### Supplied text
__________

FROM TEOSINTE TO TOMORROW
2019
Raleigh, NC
In collaboration w/ William Dodge + Molly Renda + NC Museum of Art
Recognitions:
2019-2020 Shaping our Genetic Future @ Gregg Museum + NCMA
Featured on ABC 11 News
Exhibited at the Ann and Jim Goodnight Museum Park the North Carolina Museum of Art (NCMA) July - November 2019 in conjunction with NC State’s multi-site museum exhibit ‘Art’s Work in the Age of Biotechnology: Shaping Our Genetic Futures’
The maze ‘From Teosinte to Tomorrow’ was a 10,000sf geometrically designed stand of tropical field corn cut into a maze at the North Carolina Museum of Art. At the heart of the quarter-acre maze, there was an interior room with a bed of teosinte (Zea mays parviglumis), the wild grass thought to be the ancestor of modern corn.
The maze forms the symbolic entrance to NC State’s multi-site museum exhibit Art’s Work in the Age of Biotechnology: Shaping Our Genetic Futures. Rooted in the earliest form of biotechnology, selective breeding, it offers multiple pathways to solve a puzzle. And the short ground covered to the teosinte plants represent thousands of years of agricultural history.

__________

### Given records
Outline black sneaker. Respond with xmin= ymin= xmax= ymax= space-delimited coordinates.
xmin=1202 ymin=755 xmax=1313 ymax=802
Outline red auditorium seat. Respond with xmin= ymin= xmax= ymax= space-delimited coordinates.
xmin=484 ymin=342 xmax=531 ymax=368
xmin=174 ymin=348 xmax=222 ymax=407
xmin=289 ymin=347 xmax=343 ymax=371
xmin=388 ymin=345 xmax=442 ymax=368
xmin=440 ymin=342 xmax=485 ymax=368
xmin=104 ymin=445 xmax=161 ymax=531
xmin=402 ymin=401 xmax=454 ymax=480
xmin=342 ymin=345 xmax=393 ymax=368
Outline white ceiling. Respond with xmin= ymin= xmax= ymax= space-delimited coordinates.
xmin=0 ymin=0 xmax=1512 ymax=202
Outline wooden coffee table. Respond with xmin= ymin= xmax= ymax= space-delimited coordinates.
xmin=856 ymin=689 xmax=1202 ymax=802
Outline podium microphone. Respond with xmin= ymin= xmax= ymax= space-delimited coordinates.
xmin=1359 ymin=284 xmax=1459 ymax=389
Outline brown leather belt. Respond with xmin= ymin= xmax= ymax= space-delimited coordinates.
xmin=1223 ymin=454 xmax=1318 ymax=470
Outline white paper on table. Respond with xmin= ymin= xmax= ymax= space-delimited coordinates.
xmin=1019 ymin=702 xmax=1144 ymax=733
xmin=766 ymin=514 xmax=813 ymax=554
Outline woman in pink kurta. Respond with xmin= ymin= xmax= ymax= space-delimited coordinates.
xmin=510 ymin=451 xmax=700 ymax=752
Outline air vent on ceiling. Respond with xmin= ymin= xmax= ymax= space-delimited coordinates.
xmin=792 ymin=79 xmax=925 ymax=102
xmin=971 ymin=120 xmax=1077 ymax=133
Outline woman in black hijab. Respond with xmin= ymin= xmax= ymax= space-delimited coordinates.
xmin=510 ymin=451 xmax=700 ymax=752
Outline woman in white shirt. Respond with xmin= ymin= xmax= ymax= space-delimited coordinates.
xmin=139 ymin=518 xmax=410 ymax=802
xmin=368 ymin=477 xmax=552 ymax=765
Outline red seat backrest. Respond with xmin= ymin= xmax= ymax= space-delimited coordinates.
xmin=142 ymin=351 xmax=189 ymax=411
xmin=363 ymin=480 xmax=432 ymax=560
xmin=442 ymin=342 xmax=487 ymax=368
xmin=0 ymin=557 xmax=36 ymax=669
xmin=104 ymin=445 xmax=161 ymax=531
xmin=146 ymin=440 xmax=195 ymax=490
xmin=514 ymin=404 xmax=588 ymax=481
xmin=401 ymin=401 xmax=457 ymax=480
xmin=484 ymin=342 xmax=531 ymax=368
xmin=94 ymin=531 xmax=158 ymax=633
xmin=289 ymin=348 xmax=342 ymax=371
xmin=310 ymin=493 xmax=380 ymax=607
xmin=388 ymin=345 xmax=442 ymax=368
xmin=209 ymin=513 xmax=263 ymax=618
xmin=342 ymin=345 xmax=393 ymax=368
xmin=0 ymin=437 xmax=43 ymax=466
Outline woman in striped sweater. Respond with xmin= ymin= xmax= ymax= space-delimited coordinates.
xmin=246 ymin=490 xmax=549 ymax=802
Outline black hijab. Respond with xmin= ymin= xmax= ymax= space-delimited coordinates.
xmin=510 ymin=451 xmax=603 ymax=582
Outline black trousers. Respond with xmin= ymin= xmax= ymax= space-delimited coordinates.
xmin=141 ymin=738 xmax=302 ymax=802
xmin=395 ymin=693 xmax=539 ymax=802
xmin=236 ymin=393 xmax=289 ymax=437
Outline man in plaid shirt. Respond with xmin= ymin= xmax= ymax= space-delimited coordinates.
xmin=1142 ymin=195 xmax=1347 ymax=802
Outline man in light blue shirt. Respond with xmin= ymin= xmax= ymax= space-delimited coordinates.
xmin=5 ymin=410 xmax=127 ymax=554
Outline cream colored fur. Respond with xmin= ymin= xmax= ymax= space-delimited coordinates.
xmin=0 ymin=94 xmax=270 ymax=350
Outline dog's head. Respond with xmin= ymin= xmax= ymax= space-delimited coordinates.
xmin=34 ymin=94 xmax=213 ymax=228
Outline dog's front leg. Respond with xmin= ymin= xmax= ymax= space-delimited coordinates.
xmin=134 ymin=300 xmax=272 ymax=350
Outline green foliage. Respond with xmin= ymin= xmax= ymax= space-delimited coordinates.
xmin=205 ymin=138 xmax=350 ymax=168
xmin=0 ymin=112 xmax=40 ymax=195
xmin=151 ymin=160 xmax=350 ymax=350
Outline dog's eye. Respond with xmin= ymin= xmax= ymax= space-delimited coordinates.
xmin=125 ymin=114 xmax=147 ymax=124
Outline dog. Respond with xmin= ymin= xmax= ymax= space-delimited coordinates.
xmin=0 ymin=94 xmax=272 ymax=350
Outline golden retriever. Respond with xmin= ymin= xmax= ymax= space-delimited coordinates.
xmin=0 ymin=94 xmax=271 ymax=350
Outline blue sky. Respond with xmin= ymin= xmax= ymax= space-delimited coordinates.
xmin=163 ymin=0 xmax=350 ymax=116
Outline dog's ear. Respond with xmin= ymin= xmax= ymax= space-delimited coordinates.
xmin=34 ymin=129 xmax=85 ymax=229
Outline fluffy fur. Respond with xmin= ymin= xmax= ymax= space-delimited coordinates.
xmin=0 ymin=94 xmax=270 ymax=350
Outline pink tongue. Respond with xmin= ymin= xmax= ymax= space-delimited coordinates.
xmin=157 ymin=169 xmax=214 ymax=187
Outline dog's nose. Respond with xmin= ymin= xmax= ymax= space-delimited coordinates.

__________

Pick up the text about the corn maze at the North Carolina Museum of Art and continue it after its last sentence.

### Written reply
As humanity struggles with challenges like population growth and climate change, there is a growing disconnect between first-world populations, the sources of our food, and the people who labor to grow it and deliver it. As one of the earliest cultivated grains in the western hemisphere, the cultural significance of maize (Zea mays) invited conversations about these issues as well as issues of class, identity, community, and genetics in society. Exploring the maze was an experiential way for a broad audience to engage with art in nature, consider the issues surrounding the exhibit and to situate themselves in a timeline measured in millennia.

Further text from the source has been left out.